Task prompt:
Return the passage of the prep_texts documentation below, word for word, from "- remove_symbols" up to and including "words into separate tokens (default: TRUE).".

Text section:
Preprocesses text data following the complete workflow implemented in the Shiny application:
Constructing a corpus from united texts
Tokenizing text into words with configurable options
Converting to lowercase with acronym preservation option
Applying character length filtering
Optional multi-word expression detection and compound term creation
Stopword removal and lemmatization capabilities
This function serves as the foundation for all subsequent text analysis workflows.
Usage
prep_texts(
united_tbl,
text_field = "united_texts",
min_char = 2,
lowercase = TRUE,
remove_punct = TRUE,
remove_symbols = TRUE,
remove_numbers = TRUE,
remove_url = TRUE,
remove_separators = TRUE,
split_hyphens = TRUE,
split_tags = TRUE,
include_docvars = TRUE,
keep_acronyms = FALSE,
padding = FALSE,
verbose = FALSE,
...
)Arguments
- united_tbl
A data frame that contains text data.
- text_field
The name of the column that contains the text data.
- min_char
The minimum number of characters for a token to be included (default: 2).
- lowercase
Logical; convert all tokens to lowercase (default: TRUE). Recommended for most text analysis tasks.
- remove_punct
Logical; remove punctuation from the text (default: TRUE).
- remove_symbols
Logical; remove symbols from the text (default: TRUE).
- remove_numbers
Logical; remove numbers from the text (default: TRUE).
- remove_url
Logical; remove URLs from the text (default: TRUE).
- remove_separators
Logical; remove separators from the text (default: TRUE).
- split_hyphens
Logical; split hyphenated words into separate tokens (default: TRUE).
Logical; split tags into separate tokens (default: TRUE).
- include_docvars
Logical; include document variables in the tokens object (default: TRUE).
- keep_acronyms
Logical; keep acronyms in the text (default: FALSE).
- padding
Logical; add padding to the tokens object (default: FALSE).
- verbose
Logical; print verbose output (default: FALSE).
- ...
Additional arguments passed to
quanteda::tokens.
Examples
if (interactive()) {
mydata <- TextAnalysisR::SpecialEduTech
united_tbl <- TextAnalysisR::unite_cols(
mydata,
listed_vars = c("title", "keyword", "abstract")
)
tokens <- TextAnalysisR::prep_texts(united_tbl,
text_field = "united_texts",
min_char = 2,
lowercase = TRUE,
remove_punct = TRUE,
remove_symbols = TRUE,
remove_numbers = TRUE,
remove_url = TRUE,
remove_separators = TRUE,
split_hyphens = TRUE,
split_tags = TRUE,
include_docvars = TRUE,
keep_acronyms = FALSE,
padding = FALSE,
verbose = FALSE)
print(tokens)
}

Supplied material:
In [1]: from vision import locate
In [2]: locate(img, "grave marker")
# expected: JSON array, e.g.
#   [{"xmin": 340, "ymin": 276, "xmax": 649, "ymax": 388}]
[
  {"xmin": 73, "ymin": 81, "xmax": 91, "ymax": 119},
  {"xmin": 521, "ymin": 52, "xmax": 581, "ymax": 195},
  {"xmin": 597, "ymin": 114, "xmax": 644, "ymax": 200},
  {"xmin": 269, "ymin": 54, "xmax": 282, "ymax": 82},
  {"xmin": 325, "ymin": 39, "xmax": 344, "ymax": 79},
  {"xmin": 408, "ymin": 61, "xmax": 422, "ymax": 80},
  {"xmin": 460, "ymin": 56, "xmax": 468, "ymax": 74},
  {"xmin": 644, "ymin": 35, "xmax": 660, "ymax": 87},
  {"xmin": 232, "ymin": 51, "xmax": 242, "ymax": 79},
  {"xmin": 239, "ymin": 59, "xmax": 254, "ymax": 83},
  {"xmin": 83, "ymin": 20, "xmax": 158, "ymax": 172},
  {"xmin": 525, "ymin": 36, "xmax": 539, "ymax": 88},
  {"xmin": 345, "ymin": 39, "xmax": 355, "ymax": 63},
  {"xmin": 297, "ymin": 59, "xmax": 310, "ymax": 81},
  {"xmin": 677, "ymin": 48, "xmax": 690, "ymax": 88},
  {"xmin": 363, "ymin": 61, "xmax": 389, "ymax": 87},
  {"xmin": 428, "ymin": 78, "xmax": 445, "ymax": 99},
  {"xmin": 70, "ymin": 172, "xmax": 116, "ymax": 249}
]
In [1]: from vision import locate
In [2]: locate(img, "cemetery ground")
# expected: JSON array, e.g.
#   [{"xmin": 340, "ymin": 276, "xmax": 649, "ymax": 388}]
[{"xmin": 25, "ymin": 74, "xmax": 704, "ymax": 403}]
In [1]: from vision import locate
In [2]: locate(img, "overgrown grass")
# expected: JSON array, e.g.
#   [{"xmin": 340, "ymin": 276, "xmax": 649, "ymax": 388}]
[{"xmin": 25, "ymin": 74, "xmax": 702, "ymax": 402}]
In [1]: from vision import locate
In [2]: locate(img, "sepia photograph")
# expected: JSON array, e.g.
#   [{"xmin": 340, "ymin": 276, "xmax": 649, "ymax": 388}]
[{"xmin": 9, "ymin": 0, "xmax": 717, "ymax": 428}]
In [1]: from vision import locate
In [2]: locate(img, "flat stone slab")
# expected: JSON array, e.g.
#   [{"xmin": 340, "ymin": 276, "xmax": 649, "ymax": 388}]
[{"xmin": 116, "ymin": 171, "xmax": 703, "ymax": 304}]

Output below:
- remove_symbols
Logical; remove symbols from the text (default: TRUE).
- remove_numbers
Logical; remove numbers from the text (default: TRUE).
- remove_url
Logical; remove URLs from the text (default: TRUE).
- remove_separators
Logical; remove separators from the text (default: TRUE).
- split_hyphens
Logical; split hyphenated words into separate tokens (default: TRUE).